(Collected data entries)
——

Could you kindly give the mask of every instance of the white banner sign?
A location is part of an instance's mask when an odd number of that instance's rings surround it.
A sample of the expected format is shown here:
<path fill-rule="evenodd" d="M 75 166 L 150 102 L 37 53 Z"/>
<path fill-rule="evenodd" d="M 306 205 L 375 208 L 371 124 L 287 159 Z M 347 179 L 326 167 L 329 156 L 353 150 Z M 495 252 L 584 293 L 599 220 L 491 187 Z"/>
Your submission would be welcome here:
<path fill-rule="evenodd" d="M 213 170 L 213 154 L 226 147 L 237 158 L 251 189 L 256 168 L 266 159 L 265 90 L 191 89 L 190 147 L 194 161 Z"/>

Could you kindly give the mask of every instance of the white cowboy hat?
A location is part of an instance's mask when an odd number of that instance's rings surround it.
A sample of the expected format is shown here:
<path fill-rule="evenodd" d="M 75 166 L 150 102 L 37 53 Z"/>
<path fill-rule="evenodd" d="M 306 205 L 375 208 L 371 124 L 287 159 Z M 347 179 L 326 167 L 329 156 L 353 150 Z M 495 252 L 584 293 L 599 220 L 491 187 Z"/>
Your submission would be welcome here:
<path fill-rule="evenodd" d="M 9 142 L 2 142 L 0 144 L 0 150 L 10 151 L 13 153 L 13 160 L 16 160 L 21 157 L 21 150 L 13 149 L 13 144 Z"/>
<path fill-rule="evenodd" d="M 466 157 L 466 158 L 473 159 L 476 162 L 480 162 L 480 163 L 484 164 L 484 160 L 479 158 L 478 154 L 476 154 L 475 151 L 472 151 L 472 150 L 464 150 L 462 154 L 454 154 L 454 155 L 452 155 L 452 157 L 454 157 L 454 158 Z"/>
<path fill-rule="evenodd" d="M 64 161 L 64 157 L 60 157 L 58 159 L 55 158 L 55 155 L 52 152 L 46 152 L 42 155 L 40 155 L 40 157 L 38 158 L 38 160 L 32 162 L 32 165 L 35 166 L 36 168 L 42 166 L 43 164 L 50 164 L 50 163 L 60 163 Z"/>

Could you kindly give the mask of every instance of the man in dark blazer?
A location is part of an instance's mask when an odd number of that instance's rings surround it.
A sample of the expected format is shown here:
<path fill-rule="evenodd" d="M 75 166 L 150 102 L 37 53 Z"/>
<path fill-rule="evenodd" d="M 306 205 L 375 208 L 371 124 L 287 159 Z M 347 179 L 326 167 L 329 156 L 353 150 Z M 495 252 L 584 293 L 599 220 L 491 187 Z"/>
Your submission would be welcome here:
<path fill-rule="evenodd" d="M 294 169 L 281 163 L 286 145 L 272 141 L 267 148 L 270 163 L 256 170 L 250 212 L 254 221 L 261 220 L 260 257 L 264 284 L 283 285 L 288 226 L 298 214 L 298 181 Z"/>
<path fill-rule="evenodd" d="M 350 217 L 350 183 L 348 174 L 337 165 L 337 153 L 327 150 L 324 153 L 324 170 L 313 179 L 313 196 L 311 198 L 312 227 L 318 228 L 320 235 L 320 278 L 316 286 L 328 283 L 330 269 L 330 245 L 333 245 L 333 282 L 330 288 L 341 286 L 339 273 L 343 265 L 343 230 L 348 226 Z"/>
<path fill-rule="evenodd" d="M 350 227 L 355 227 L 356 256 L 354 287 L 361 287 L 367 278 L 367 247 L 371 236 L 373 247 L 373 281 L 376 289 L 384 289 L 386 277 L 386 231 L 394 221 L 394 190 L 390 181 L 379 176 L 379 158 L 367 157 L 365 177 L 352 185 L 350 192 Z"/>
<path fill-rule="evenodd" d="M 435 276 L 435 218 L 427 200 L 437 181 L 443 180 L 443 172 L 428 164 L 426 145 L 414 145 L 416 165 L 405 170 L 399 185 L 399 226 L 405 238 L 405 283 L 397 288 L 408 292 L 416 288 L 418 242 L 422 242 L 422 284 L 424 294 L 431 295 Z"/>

——

▸ **Exercise aim**:
On how many lines of the records above does the word "give" appear? Answer with only that number.

▸ **Output for this task**:
3